--- What you will do ---
Reproduce verbatim the line where "[indicate] the yellow" occurs, along with all following lines down to the last line of the data.
Provided information Start Marker
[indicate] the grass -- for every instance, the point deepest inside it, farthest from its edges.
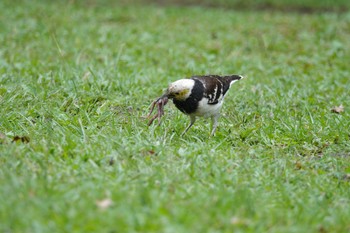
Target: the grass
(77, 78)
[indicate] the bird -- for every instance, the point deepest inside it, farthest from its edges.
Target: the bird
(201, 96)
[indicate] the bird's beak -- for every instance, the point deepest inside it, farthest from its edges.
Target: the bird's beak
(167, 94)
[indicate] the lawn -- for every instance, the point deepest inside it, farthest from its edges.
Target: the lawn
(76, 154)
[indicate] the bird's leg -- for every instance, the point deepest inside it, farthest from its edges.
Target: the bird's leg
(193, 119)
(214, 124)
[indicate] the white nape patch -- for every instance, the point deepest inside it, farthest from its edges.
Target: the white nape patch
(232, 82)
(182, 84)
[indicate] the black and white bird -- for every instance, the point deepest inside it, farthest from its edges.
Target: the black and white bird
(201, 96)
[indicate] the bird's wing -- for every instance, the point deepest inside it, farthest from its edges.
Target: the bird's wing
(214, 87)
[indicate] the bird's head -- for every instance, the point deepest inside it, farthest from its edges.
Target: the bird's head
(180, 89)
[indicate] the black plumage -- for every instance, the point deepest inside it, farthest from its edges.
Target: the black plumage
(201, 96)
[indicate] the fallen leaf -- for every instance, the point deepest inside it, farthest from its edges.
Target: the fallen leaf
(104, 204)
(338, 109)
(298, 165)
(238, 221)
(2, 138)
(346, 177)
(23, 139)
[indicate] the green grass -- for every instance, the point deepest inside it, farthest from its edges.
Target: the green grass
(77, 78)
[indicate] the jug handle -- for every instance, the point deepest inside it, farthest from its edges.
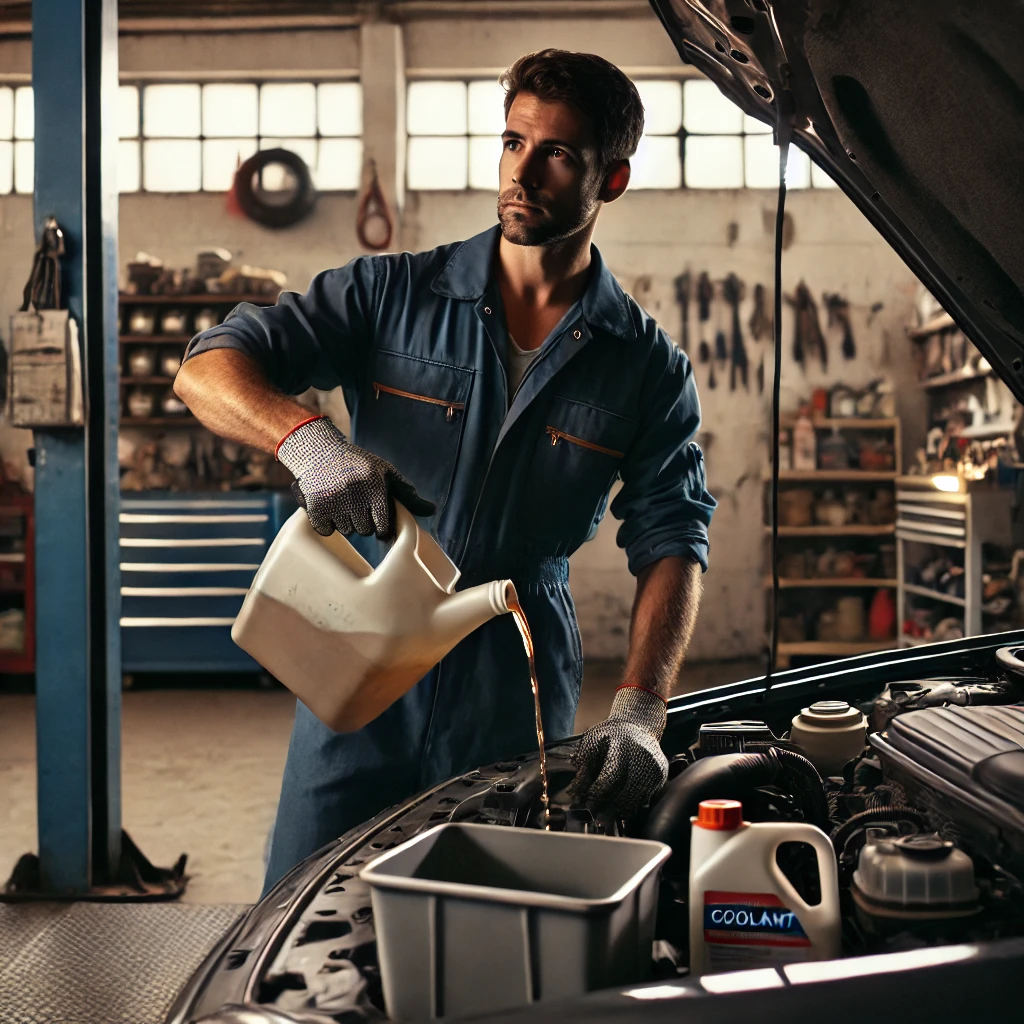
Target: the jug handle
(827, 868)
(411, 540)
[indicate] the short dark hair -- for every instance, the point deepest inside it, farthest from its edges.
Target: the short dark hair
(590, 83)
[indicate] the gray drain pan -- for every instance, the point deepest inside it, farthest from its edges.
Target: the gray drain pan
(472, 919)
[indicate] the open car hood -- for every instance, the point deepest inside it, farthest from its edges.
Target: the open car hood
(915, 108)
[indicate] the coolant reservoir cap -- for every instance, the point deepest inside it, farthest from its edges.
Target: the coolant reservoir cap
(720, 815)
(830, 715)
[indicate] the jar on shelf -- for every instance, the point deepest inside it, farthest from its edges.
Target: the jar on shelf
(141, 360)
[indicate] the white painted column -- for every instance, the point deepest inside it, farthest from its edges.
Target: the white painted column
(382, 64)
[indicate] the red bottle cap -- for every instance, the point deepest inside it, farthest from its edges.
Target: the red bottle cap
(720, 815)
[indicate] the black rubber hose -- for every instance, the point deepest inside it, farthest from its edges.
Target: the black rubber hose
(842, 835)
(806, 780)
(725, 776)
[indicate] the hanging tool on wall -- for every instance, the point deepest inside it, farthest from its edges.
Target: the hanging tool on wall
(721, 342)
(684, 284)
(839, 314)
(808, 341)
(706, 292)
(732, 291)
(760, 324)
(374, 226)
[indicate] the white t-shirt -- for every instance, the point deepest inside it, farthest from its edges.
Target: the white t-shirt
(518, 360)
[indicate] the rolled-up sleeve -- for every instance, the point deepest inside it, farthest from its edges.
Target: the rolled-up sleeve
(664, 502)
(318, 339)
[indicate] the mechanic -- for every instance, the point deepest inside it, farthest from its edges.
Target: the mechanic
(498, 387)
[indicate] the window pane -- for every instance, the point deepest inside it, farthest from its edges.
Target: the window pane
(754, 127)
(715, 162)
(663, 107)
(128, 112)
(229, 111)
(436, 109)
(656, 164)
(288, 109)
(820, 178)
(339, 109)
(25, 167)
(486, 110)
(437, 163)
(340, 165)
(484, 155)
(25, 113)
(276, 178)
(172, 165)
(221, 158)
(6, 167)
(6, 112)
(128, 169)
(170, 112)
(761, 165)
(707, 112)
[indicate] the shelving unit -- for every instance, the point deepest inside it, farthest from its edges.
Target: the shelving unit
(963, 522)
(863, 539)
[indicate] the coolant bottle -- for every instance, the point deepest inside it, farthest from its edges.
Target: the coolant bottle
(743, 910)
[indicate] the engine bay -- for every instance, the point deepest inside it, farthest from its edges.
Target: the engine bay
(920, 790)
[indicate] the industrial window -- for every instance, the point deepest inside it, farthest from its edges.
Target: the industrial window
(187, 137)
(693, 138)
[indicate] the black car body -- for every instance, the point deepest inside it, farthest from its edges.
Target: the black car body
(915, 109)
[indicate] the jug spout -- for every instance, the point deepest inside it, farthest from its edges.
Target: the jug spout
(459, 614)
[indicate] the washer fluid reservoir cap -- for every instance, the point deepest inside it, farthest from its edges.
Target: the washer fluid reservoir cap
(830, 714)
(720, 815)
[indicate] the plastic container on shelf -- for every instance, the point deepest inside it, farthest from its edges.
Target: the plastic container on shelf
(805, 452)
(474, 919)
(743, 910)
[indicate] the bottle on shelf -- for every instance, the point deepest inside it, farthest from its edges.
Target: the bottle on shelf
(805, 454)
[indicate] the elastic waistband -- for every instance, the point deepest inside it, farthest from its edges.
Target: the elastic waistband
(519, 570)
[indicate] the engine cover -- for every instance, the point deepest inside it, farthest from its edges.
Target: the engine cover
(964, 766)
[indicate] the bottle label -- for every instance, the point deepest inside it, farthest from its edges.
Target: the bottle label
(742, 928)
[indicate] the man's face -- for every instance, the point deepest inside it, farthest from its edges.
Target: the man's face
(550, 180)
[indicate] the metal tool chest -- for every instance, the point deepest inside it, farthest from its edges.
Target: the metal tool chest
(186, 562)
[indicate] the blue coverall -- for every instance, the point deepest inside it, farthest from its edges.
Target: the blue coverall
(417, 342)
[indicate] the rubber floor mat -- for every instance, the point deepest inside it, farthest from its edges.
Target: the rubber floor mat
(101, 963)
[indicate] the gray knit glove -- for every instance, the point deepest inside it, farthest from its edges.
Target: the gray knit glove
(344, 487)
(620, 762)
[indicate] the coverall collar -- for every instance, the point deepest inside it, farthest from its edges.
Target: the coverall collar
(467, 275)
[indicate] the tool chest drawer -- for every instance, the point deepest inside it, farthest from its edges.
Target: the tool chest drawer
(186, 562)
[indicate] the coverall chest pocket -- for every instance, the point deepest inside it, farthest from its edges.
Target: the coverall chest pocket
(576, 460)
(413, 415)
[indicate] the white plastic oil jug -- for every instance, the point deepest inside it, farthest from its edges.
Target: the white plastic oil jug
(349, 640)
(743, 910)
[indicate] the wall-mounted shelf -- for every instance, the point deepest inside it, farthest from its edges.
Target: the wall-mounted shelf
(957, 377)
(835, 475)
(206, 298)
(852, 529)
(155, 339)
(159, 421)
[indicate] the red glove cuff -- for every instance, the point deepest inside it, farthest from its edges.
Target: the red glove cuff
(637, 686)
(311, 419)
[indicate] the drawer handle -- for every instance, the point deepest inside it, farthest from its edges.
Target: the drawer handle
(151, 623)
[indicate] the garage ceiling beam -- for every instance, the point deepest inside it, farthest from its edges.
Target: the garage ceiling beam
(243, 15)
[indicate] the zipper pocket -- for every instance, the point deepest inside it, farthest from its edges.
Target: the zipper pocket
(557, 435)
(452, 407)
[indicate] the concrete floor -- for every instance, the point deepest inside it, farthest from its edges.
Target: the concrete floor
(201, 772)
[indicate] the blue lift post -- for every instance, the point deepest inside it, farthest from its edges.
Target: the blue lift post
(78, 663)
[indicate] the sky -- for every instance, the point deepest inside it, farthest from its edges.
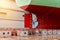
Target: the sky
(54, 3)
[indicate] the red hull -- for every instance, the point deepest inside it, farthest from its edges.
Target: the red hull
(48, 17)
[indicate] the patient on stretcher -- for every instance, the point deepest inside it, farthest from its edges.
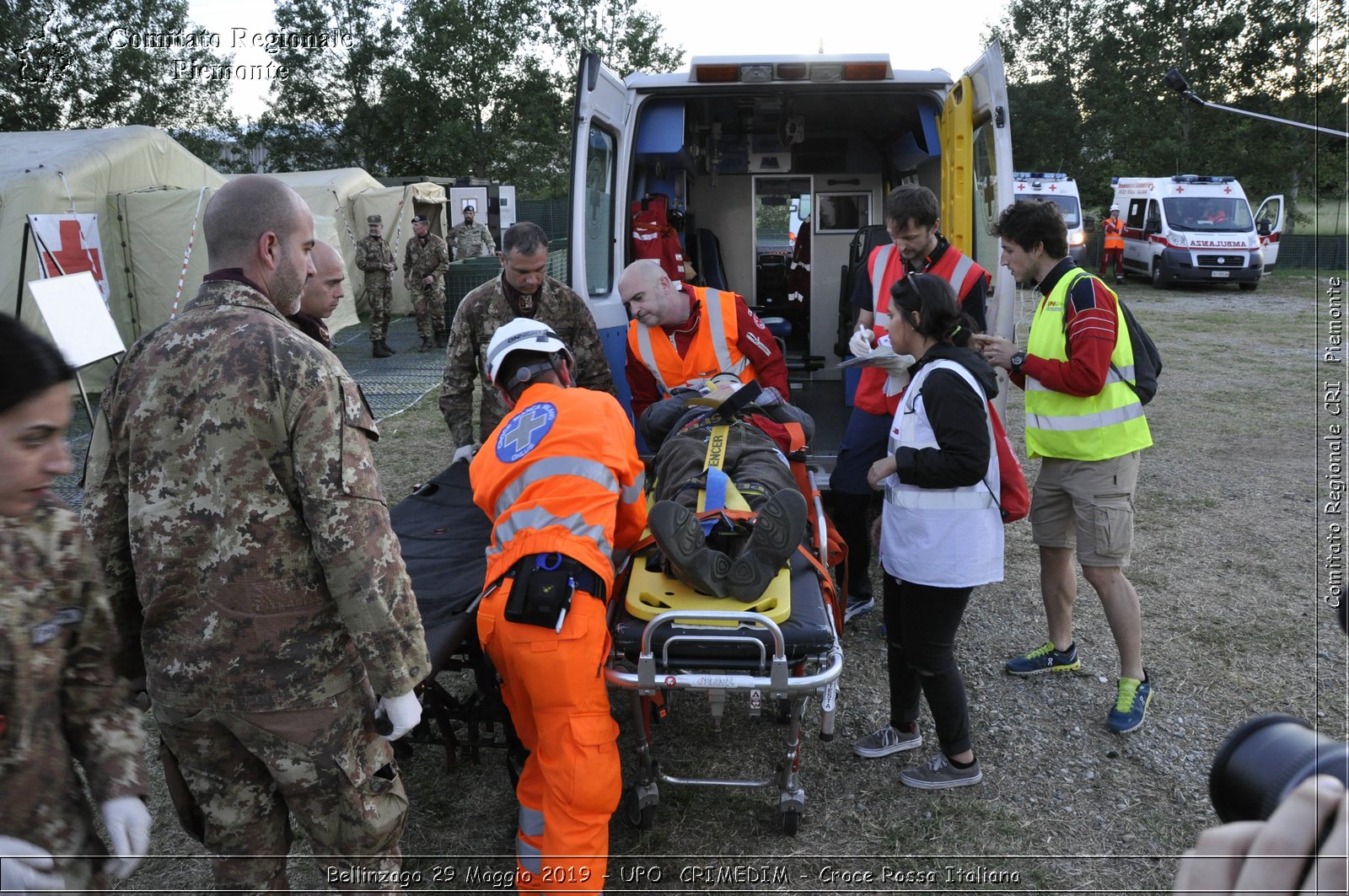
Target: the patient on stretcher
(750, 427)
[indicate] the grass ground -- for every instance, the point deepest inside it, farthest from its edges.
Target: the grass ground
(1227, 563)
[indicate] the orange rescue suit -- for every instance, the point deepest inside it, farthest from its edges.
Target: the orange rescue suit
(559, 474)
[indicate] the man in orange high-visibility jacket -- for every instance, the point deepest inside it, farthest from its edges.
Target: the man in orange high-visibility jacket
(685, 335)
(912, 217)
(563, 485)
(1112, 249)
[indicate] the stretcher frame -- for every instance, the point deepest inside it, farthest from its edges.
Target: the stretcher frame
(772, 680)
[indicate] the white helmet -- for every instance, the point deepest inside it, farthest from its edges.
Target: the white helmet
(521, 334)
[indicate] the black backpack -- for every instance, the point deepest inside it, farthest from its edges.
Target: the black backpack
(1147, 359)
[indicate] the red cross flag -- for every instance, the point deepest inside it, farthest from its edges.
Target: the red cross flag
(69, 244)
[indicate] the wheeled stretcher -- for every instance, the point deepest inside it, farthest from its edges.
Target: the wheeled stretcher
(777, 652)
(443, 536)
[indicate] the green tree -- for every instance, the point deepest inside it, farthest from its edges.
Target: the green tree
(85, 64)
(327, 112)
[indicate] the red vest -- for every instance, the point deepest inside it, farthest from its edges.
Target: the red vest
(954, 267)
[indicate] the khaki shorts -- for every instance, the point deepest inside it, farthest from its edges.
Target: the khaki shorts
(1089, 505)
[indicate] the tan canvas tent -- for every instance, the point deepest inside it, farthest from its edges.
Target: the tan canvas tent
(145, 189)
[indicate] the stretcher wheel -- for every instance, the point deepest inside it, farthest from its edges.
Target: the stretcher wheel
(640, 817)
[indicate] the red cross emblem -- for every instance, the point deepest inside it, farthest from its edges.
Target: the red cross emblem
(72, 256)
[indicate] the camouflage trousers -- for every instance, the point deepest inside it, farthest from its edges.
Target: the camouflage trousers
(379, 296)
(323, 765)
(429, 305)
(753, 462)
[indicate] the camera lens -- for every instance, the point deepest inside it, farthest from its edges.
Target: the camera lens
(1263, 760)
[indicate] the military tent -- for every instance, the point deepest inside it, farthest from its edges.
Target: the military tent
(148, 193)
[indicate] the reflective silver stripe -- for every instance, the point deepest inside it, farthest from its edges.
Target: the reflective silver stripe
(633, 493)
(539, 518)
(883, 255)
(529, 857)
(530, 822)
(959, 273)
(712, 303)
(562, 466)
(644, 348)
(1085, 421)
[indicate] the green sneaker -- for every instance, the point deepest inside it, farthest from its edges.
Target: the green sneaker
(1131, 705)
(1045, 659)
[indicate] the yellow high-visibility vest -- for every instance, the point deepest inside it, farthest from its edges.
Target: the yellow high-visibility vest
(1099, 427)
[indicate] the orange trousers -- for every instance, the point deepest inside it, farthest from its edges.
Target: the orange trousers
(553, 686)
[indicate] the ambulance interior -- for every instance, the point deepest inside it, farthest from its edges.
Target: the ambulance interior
Provided information End Marker
--- The answer ---
[indicate] the yellow high-visibility vest -- for every instance, the point deepest inside it, farthest from its edges.
Target: the yellow high-visibility vest
(1099, 427)
[indicate] the orange trousers -- for every instance, the point deepest inside it, farthest from its edges.
Target: the orange trousers
(553, 686)
[indicate] the ambulance interior -- for every instance, the point deepest inside it, farthest from its edges.
Target: the ambulance interior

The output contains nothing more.